Dataset items
>>>>

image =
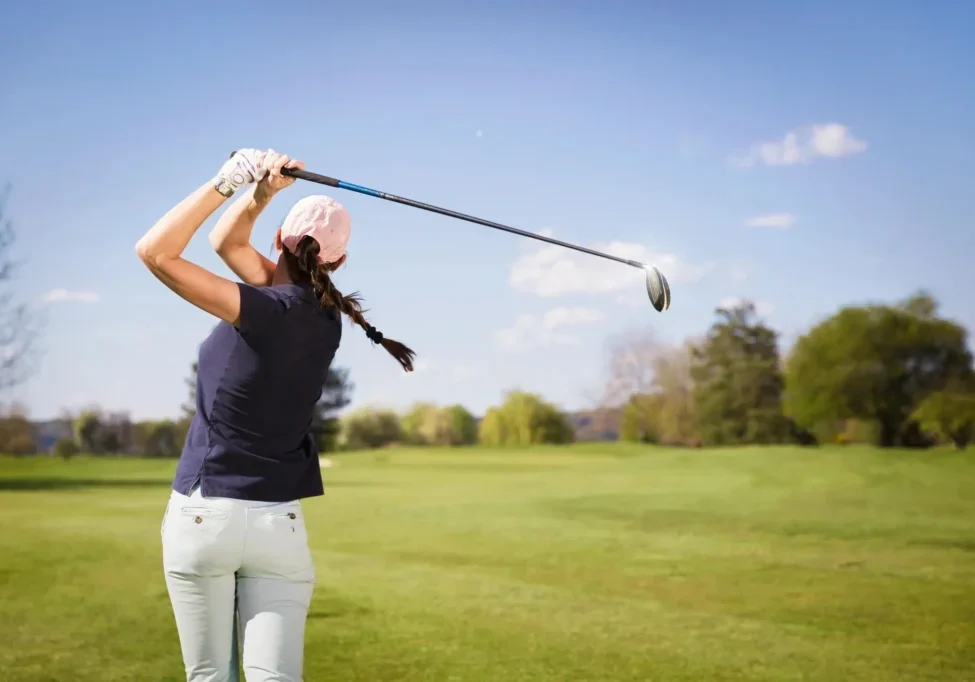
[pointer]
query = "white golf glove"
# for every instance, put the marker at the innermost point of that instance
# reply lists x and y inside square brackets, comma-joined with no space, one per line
[242,168]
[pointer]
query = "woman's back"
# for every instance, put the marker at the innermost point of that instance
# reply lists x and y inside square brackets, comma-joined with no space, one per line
[257,387]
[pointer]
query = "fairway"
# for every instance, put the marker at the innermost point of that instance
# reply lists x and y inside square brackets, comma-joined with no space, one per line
[599,562]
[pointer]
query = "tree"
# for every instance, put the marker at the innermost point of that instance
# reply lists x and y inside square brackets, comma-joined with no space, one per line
[949,415]
[163,439]
[368,428]
[876,363]
[737,380]
[654,383]
[525,419]
[86,427]
[428,424]
[336,395]
[16,431]
[19,324]
[65,448]
[417,423]
[639,421]
[463,427]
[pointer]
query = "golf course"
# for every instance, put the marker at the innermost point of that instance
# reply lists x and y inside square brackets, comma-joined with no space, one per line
[586,562]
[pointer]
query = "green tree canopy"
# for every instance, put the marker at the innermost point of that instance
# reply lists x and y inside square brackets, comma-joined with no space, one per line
[875,363]
[737,380]
[524,419]
[949,415]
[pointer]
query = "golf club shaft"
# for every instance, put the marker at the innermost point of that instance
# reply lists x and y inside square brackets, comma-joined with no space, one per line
[341,184]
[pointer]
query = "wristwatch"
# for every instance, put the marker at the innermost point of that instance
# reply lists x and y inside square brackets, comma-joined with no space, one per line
[222,186]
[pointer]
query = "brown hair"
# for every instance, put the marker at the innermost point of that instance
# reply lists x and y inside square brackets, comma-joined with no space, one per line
[305,268]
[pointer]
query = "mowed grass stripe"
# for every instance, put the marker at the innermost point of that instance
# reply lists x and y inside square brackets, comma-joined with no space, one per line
[583,563]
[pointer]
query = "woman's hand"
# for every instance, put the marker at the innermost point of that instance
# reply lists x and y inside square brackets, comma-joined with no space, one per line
[273,181]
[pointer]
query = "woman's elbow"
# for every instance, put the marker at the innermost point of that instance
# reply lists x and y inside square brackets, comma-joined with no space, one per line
[148,255]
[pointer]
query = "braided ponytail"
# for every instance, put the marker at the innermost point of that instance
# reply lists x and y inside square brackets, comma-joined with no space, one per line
[304,267]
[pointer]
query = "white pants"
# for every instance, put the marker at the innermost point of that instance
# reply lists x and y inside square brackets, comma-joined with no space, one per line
[238,569]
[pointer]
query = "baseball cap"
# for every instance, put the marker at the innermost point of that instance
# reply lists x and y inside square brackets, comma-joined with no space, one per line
[322,218]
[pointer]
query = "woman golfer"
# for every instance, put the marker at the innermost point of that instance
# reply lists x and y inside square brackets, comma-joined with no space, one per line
[235,548]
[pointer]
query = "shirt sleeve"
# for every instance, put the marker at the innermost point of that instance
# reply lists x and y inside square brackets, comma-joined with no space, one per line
[260,311]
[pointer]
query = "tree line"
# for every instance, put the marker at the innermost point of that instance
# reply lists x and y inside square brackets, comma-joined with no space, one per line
[886,374]
[892,375]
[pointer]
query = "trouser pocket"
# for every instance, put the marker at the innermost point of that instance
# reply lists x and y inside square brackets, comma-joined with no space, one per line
[201,539]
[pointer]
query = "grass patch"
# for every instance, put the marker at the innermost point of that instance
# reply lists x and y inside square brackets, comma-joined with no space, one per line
[581,563]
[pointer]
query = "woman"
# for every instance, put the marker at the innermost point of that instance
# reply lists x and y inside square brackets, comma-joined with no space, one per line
[235,548]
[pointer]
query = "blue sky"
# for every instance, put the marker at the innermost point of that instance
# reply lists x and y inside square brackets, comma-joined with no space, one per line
[840,131]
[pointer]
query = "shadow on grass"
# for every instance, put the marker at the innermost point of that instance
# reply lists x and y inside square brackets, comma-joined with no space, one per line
[38,483]
[28,484]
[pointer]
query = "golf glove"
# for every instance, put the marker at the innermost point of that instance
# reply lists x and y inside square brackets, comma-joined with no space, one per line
[243,167]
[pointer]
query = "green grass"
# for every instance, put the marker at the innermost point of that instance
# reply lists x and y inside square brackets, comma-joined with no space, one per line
[584,563]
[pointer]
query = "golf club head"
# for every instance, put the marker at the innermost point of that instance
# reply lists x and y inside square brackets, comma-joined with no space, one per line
[658,289]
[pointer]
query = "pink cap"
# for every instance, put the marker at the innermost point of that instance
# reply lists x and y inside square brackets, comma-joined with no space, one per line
[320,217]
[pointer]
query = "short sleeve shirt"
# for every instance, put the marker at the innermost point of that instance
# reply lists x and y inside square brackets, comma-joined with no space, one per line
[257,388]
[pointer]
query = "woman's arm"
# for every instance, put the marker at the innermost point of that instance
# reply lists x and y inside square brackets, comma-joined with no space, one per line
[231,236]
[161,248]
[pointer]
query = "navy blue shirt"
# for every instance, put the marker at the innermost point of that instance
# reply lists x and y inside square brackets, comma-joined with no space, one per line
[256,391]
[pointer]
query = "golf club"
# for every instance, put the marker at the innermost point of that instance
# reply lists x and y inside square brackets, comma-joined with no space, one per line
[657,287]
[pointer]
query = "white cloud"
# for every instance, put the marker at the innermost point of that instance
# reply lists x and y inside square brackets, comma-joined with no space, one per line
[462,373]
[66,296]
[552,271]
[781,221]
[738,273]
[803,145]
[530,331]
[763,308]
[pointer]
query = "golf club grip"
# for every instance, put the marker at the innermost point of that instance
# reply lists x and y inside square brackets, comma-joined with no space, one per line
[308,175]
[342,184]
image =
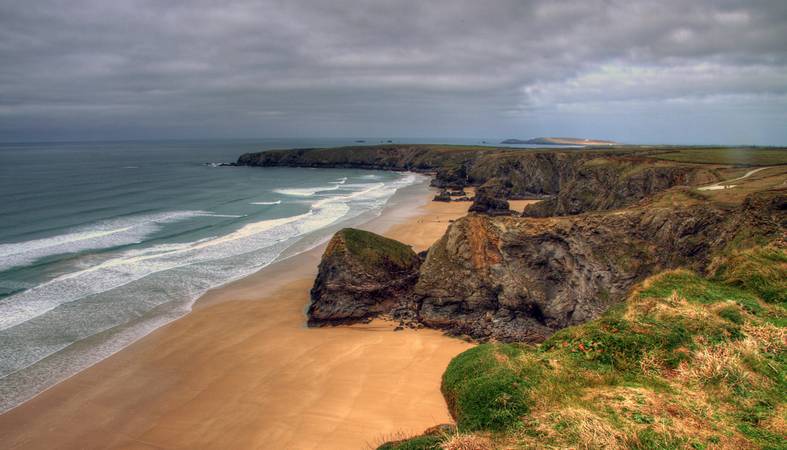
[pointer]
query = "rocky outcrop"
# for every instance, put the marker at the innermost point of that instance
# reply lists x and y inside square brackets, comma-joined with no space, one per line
[516,279]
[601,184]
[572,181]
[491,198]
[362,275]
[520,278]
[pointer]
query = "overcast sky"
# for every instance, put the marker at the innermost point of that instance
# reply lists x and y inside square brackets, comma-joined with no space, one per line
[636,71]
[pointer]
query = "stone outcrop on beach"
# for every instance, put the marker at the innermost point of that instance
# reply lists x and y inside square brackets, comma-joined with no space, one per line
[521,279]
[362,275]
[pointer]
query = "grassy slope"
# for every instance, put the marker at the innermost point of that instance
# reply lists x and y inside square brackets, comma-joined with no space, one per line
[747,156]
[686,362]
[751,156]
[376,249]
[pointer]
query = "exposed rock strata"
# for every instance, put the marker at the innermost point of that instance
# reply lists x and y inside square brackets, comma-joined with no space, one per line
[362,275]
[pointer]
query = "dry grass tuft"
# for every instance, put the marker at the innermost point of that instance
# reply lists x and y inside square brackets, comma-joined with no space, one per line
[771,339]
[467,442]
[593,431]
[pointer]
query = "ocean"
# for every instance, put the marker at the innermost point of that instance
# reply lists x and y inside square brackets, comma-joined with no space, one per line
[103,242]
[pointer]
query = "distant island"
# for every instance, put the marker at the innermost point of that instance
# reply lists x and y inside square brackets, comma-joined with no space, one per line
[559,141]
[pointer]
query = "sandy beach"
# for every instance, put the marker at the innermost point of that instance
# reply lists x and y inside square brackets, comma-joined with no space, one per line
[243,371]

<<<<

Every line of the records must come back unchanged, except that pictures are dropped.

image =
[pointer]
query = "white golf glove"
# for every instance, put the marker at the innermost point of that instance
# reply lists x and y inside square brackets, comma-joined with no space, one per line
[242,168]
[pointer]
query = "woman's back"
# for every instance, put the marker at the innermost point of that instance
# reply lists x and y inside square brackets, comma-joined with no space, one per line
[257,387]
[pointer]
query = "fairway"
# for every instance, put the marker at the innermost point of that instance
# reply lists x and y inside square brackets, comma-joined with no space, one per line
[599,562]
[pointer]
query = "tree"
# for every instance, put the marker at the innermost point of that instance
# reply lists x and y inside square brackets, comma-joined with no space, one per line
[949,415]
[163,439]
[368,428]
[876,363]
[737,380]
[654,383]
[525,419]
[86,427]
[428,424]
[336,395]
[16,431]
[19,324]
[65,448]
[417,423]
[639,421]
[463,427]
[pointer]
query = "golf course"
# for every instance, put the marker at the innermost point of that instance
# reply lists x and y inside square brackets, comma-joined with no space, one per line
[586,562]
[pointer]
query = "green tree canopy"
# for every instance, put the marker at the innermost point of that instance
# reply lists x and y inside square brackets, comma-joined with no space, one per line
[875,363]
[737,380]
[524,419]
[949,415]
[pointer]
query = "golf club shaft"
# for every instance, put the marker at the innermost point of that instance
# reply lists x and y inside square brackets, comma-joined with no space, one per line
[341,184]
[pointer]
query = "wristwatch"
# for every instance, put the marker at the innermost point of that instance
# reply lists x and y inside square brackets, comma-joined with no space, one per line
[222,186]
[pointer]
query = "brown hair"
# for every instance, put the marker at the innermost point of that instance
# reply lists x and y inside square brackets, comma-joined with no space, one per line
[305,268]
[pointer]
query = "mowed grass stripe"
# for every instance, put the marker at the innermost point of that instance
# reply lists x and y inside square brackets, comma-joined with no space, one per line
[583,563]
[pointer]
query = "woman's hand"
# for every instance, put the marker at the innermost point of that instance
# reply lists x and y inside square brackets, comma-joined with no space, one per line
[273,181]
[pointer]
query = "woman's elbow"
# for every instance, put the marker at the innermost point of that instance
# reply lists x and y inside square brackets, comma-joined with no space, one per line
[148,255]
[pointer]
query = "braided ponytail"
# for every instance, put the marker at the innermost point of that instance
# reply lists x and y inside square brackets, comma-joined with no space, one per line
[304,267]
[pointer]
query = "white pants"
# for every instance, put the marker at the innermost point of that instance
# reply lists x and y inside square brackets, comma-joined with no space, one per line
[238,569]
[pointer]
query = "baseball cap"
# for every instance, put the marker at the innermost point of that instance
# reply lists x and y inside square brackets, comma-joined with no space, one per line
[322,218]
[pointer]
query = "woman golfer"
# for every instance, put the marker at the innermost point of that instance
# reply lists x and y inside square brackets, comma-joined with no space, one per line
[235,548]
[pointer]
query = "shirt sleeve"
# for every instance, put the marker at the innermost point of that instance
# reply lists x and y inside square brackets, comma-joined with no space, one per line
[260,311]
[pointer]
query = "tree line"
# for every instance, put the marker at the innermost point of that instance
# reply lists x and y inside square brackets, comma-joined with no space, one per line
[886,374]
[892,375]
[pointer]
query = "trouser pocket"
# for every instance, put the marker at the innermost point of that instance
# reply lists x and y inside square brackets, comma-joined with no space, one per line
[201,539]
[pointer]
query = "grass patch"
# for every instance, put the marker at the innermost point of that instance
# reply lists x and y inside square brackets, comma-joined with no space, one per line
[581,563]
[pointer]
query = "woman"
# for every instance, put the marker at the innermost point of that instance
# reply lists x and y inside square brackets, comma-joined with no space, one per line
[235,548]
[pointer]
query = "blue sky"
# for every instance, put the marker at the innermost point of that instance
# reply lists x and y inside square brackets, comma-joined with no space, one per line
[840,131]
[pointer]
query = "shadow on grass"
# for every instance, put the marker at the innermost point of that instance
# reply lists x and y inside square brackets, comma-joined with no space, one per line
[38,483]
[28,484]
[pointer]
query = "golf glove"
# for every instance, put the marker at the innermost point of that instance
# reply lists x and y inside square brackets, comma-joined with no space, one per line
[243,167]
[pointer]
query = "green grass"
# for every instance, put the marker at the innermost point of that instance
# reply lists x and y inside square brackets, comma-joined with no space, one per line
[584,563]
[pointer]
query = "golf club head"
# for every instance, put the marker at the innermost point of that instance
# reply lists x and y inside square brackets, comma-joined with no space, one per line
[658,289]
[pointer]
query = "pink cap"
# for every instance, put the marker at the innermost point of that instance
# reply lists x and y inside square brackets, comma-joined with no space, one per line
[320,217]
[pointer]
query = "short sleeve shirt"
# for every instance, put the marker at the innermost point of that instance
# reply lists x and y inside square brackets, comma-joined with no space, one per line
[257,388]
[pointer]
query = "woman's arm"
# for every instance, put the marker at the innermost point of that instance
# reply lists x and y inside square brackets, comma-joined with no space, one per line
[231,236]
[161,248]
[pointer]
query = "navy blue shirt"
# for every instance, put the marker at the innermost point of that instance
# reply lists x and y inside square brackets, comma-joined with no space, one per line
[256,391]
[pointer]
query = "golf club"
# for every instance, put the marker at the innermost point of that instance
# reply lists x and y inside square brackets, comma-joined with no space, one per line
[657,287]
[pointer]
query = "white cloud"
# for every instance, put the marker at the innermost point of that instance
# reply lists x and y inside square brackets, comma-joined with no space, one per line
[462,373]
[66,296]
[552,271]
[781,221]
[738,273]
[803,145]
[530,331]
[763,308]
[pointer]
query = "golf club grip"
# for every instance, put the marker at the innermost point of that instance
# reply lists x and y inside square brackets, comma-joined with no space, one per line
[308,175]
[342,184]
image =
[pointer]
query = "rocky outcrop"
# for every instance, put the marker at the innermost point of that instance
# reply lists x and y inside square brackets, comma-joined with no space, one per line
[516,279]
[601,184]
[572,181]
[491,198]
[362,275]
[520,278]
[pointer]
query = "overcast sky"
# for every instance, put the marker at the innermost point of that instance
# reply lists x and y inside square brackets, comma-joined with no space, one per line
[636,71]
[pointer]
query = "stone outcrop on beach"
# for every instance, put the marker at the innermost point of that instance
# reply lists x and y inside square brackets, comma-joined with no space, one per line
[521,279]
[362,275]
[pointer]
query = "grassy slope"
# for every instance, put the marker at the innermost point of that instance
# reply lists x and y inside square brackets, comma-joined with no space, one per line
[747,156]
[686,362]
[751,156]
[376,249]
[pointer]
query = "exposed rock strata"
# for every instance, put the marker at the innermost point of that instance
# reply lists x and y inside square brackets, comma-joined with no space, one per line
[362,275]
[pointer]
query = "dry grass tuft"
# for every instance, put the marker at the innermost point of that instance
# reply lists x and y inside square brackets, comma-joined with no space, one per line
[771,339]
[467,442]
[593,431]
[pointer]
query = "ocean"
# for every instance, put the marker at the innermost point of that instance
# reply lists x and y inside square brackets, comma-joined with no space, one per line
[103,242]
[pointer]
query = "distant island"
# for every instance, put the marker at the innermost point of that instance
# reply lists x and y inside square brackets, comma-joined with no space, one per line
[559,141]
[pointer]
query = "sandy beach"
# for every instance, put the marker at the innermost point of that instance
# reply lists x and y inside square brackets, comma-joined with no space, one per line
[243,371]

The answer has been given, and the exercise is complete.